:: To do ::
1. Swap every "flower stem" for "plant stem" in the segmentation rows, starting at the first row and ending at the line that contains "Give the mask of the flower". Return those lines with nothing else changed.
2. Carry on the passage about inherited poverty risk in Spain from where it stops.

:: Document passage ::
Spain leads the ranking of EU countries with the highest risk of young people ending up in poverty as adults, despite coming from families without economic difficulties.

Spain is the fourth EU country with the highest inherited poverty
Spain is EU country with most middle-class young people who end up poor. Photo: Jaime ALEKOS / AFP

Spain is also the fourth EU country with the highest rate of inherited poverty risk, according to Eurostat, the EU Statistical Office.

Data on intergenerational poverty indicates that there is a correlation between the financial situation of the household you grew up in and the risk of being poor when you reach adulthood and in Spain, there is a strong link. 

The latest statistics available from 2019 show that the at-risk-of-poverty rate for the EU was 23 percent among adults aged 25 to 59 who grew up in a poor financial situation at home when they were 14 years old. This is 9.6 percentage points more than those who come from families without financial problems (13.4 percent). 

READ ALSO: Spain’s inflation soars to 29-year high

How the situation in Spain compares with the EU

Spain has become the EU country with the highest risk of poverty among adults who grew up in families with a good financial situation  – 16.6 percent.

This was followed by Latvia with 16 percent and Italy with 15.9 percent.

That statistics also show the countries where it is less likely to be poor after growing up in households without economic difficulties. These include the Czech Republic (5.9 percent), Slovakia (7.9 percent) and Finland (8.5 percent).

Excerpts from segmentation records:

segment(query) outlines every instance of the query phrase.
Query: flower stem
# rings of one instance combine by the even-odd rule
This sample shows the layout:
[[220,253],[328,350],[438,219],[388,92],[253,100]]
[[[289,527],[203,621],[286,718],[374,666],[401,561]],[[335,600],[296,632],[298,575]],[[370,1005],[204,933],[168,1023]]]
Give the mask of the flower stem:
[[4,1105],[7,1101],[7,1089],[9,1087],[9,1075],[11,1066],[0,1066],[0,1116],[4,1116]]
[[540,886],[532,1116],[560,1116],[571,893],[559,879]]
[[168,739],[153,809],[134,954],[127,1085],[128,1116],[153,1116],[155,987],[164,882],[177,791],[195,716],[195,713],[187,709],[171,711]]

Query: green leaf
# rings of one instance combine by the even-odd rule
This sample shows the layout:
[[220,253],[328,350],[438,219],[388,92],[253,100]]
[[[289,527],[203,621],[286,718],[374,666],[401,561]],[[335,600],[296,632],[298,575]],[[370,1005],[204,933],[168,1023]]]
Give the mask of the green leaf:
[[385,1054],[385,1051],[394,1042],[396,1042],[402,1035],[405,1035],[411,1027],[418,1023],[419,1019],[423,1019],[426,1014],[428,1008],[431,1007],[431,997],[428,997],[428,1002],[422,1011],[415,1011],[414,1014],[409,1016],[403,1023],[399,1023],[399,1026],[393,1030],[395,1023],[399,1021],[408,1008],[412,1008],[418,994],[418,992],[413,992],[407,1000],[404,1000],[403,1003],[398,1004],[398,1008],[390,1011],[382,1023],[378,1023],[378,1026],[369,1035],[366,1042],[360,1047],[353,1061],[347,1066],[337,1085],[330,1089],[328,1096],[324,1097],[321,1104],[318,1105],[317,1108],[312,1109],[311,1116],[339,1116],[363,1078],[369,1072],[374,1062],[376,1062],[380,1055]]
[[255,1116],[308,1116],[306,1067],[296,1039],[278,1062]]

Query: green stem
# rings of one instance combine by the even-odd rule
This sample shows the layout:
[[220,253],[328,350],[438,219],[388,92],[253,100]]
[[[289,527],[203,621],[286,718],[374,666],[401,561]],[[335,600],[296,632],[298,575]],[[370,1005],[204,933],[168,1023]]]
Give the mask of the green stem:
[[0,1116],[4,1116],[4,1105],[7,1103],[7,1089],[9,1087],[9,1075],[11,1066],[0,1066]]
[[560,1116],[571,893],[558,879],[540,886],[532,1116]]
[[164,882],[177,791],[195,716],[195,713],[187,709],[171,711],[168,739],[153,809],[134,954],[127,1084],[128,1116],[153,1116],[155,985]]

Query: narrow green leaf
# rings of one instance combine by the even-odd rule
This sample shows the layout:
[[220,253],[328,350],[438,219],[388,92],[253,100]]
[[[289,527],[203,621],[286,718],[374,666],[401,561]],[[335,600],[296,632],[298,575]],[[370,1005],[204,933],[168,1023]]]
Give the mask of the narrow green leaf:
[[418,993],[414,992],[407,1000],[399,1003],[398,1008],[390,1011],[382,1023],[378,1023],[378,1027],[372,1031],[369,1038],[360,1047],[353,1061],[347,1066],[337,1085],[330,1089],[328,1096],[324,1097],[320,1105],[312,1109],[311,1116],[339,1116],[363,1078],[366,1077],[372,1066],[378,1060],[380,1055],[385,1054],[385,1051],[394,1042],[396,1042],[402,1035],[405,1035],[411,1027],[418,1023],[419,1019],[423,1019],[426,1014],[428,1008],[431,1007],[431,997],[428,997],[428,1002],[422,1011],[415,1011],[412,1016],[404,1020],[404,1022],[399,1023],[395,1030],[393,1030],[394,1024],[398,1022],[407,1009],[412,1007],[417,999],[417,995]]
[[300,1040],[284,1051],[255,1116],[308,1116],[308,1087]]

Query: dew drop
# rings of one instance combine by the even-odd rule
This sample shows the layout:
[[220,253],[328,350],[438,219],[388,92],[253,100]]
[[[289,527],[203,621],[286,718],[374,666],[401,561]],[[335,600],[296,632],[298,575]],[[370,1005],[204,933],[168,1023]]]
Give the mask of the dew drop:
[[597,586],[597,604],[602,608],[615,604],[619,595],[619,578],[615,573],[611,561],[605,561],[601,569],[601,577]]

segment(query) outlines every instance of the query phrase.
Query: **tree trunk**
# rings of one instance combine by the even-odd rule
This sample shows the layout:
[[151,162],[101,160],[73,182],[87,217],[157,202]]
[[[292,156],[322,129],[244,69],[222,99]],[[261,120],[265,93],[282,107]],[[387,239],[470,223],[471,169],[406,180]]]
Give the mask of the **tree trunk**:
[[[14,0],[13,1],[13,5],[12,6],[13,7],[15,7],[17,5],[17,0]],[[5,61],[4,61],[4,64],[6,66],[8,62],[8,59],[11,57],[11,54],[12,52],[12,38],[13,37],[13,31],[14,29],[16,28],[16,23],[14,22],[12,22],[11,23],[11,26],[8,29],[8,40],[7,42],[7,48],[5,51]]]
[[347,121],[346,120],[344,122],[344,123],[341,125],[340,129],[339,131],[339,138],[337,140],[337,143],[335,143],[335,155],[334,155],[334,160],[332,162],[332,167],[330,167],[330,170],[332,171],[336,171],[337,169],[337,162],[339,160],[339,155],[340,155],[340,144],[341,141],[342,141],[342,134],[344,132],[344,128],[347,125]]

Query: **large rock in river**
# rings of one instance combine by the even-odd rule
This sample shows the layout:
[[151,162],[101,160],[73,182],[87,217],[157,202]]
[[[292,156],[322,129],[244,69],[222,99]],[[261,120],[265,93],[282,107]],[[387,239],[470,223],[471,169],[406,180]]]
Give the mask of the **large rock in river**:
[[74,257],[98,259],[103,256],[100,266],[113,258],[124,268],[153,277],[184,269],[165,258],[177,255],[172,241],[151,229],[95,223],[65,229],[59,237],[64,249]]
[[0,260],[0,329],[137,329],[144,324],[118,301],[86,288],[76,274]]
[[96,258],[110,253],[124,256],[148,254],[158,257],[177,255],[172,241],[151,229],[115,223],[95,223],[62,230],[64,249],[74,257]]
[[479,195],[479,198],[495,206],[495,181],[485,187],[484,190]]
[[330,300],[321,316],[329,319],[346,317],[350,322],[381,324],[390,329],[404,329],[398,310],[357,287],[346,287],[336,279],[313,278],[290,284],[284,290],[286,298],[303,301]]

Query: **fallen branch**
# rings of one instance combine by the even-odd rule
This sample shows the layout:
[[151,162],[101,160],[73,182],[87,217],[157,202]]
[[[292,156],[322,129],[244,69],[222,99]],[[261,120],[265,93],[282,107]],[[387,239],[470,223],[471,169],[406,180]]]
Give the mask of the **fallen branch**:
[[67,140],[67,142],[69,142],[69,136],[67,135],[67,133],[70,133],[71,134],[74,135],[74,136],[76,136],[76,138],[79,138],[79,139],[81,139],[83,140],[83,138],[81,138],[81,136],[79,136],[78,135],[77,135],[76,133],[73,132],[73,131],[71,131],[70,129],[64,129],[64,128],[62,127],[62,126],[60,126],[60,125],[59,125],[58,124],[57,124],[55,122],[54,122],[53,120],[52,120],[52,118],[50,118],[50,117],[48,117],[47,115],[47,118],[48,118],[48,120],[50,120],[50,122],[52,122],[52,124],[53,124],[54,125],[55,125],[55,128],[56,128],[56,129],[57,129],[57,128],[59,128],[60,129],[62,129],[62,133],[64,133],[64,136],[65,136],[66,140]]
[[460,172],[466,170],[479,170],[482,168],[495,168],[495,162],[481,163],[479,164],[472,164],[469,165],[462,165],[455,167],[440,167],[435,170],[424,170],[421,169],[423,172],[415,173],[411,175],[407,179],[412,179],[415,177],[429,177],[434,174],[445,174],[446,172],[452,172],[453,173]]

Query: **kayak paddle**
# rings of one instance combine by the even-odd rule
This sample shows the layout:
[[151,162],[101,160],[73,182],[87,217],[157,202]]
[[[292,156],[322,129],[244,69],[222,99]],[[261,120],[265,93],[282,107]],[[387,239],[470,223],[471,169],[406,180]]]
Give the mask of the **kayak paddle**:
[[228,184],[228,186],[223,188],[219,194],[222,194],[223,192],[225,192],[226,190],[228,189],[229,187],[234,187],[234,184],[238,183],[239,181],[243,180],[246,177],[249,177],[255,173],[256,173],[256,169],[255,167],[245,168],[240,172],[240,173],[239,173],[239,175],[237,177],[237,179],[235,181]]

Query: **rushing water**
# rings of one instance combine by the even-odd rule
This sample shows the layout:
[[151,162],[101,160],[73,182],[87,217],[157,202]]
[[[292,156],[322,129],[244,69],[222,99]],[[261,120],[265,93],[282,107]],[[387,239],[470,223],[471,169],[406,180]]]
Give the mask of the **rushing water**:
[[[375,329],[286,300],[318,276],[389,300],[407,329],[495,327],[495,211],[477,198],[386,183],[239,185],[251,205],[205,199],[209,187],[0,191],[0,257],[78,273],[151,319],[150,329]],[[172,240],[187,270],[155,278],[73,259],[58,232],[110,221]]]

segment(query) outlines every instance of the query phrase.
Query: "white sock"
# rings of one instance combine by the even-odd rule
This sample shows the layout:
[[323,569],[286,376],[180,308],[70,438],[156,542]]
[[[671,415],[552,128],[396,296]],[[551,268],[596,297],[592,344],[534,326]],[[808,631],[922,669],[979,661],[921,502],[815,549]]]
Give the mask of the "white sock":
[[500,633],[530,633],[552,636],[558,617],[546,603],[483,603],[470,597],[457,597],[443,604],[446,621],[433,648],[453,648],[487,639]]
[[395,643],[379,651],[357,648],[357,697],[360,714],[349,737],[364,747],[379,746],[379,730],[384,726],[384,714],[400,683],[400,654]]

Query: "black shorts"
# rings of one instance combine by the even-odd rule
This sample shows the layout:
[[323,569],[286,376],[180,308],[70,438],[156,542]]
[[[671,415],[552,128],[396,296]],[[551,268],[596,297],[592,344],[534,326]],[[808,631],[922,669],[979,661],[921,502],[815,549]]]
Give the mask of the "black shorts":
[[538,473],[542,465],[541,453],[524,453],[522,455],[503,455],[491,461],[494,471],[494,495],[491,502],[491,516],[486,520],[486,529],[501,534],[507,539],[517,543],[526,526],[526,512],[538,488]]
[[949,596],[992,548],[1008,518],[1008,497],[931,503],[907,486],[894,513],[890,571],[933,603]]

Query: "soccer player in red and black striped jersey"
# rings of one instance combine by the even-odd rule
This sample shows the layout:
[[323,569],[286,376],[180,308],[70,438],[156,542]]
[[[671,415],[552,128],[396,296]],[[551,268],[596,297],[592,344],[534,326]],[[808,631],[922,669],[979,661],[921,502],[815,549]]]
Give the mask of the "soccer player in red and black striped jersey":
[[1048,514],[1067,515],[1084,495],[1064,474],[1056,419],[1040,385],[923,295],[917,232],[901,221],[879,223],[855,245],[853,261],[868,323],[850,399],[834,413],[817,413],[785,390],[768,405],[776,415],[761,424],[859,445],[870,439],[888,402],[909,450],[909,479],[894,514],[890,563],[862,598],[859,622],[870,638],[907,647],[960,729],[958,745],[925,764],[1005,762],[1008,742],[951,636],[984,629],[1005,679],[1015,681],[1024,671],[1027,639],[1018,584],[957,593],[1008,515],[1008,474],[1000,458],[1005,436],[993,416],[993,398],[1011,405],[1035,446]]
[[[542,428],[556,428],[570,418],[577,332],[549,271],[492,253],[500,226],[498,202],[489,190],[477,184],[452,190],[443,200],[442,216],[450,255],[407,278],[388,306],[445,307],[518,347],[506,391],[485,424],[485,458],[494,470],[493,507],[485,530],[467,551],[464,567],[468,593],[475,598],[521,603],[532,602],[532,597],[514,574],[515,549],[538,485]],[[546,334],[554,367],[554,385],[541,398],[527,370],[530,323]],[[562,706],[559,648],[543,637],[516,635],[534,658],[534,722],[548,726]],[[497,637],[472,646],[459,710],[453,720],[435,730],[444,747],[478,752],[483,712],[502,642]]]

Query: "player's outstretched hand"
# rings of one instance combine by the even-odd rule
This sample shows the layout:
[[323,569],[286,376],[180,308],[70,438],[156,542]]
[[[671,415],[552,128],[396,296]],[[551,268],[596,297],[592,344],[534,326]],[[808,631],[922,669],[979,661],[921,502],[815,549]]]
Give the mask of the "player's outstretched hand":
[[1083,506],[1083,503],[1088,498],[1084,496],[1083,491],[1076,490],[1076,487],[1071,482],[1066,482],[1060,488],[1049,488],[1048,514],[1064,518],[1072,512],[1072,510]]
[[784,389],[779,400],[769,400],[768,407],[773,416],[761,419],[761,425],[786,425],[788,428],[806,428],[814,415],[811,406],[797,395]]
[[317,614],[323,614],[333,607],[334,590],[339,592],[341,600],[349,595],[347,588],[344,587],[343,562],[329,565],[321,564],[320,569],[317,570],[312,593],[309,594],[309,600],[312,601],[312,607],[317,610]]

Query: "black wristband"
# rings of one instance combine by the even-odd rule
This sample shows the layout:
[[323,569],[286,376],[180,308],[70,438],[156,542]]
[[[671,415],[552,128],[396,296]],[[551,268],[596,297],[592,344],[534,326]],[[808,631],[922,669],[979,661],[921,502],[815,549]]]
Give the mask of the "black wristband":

:: Replies ::
1.
segment(query) outlines every instance of the query phrase.
Query: plant stem
# rings of one instance combine by the even-odd rule
This sample shows the layout:
[[220,253],[328,350],[438,219],[388,92],[253,100]]
[[[289,527],[203,621],[286,718],[374,666],[401,561]],[[335,600],[296,632],[298,575]],[[370,1005],[204,933],[168,1023]]]
Give the mask of the plant stem:

2.
The overall poverty rate in the EU decreased by 0.1 percentage points between 2011 (13.5 percent) and 2019 (13.4 percent), but the largest increases were seen in Denmark (1.9 points more), Portugal (1.8 points), the Netherlands (1.7 points) and Spain (1.2 points).  

On the other hand, the biggest decreases in the poverty rate were seen in Croatia (-4 percent), Lithuania (-3.6 percent), Slovakia (-3.5 percent) and Ireland (-3.2 percent).

READ ALSO: Spain’s government feels heat as economic recovery lags

Inherited poverty

The stats revealed that Spain was also the fourth country with the highest rate of inherited poverty risk (30 percent), only behind Bulgaria (40.1 percent), Romania (32.7 percent) and Italy (30.7 percent).

This means that children of poor parents in Spain are also likely to be poor in adulthood. 

The countries with the lowest rate of inherited poverty risk were the Czech Republic (10.2 percent), Denmark (10.3 percent) and Finland (10.5 percent).

The average risk-of-poverty rate for the EU increased by 2.5 percentage points between 2011 (20.5 percent) and 2019 (23 percent), with the largest increases seen in Bulgaria (6 points more), Slovakia and Romania (4.3 points), Italy (4.2 points) and Spain (4.1 points).

The biggest drops were seen in Latvia (-8.5 points), Estonia (-8.0 points) and Croatia (-2.3 points). 

The largest gaps in people at risk of poverty when they reach adulthood were in Bulgaria (27.6 percentage points more among those who belong to families with a poor economic situation as teenagers compared to those who grew up in wealthy households), Romania (17.1), Italy (14.8), Greece (13.5) and Spain (13.4).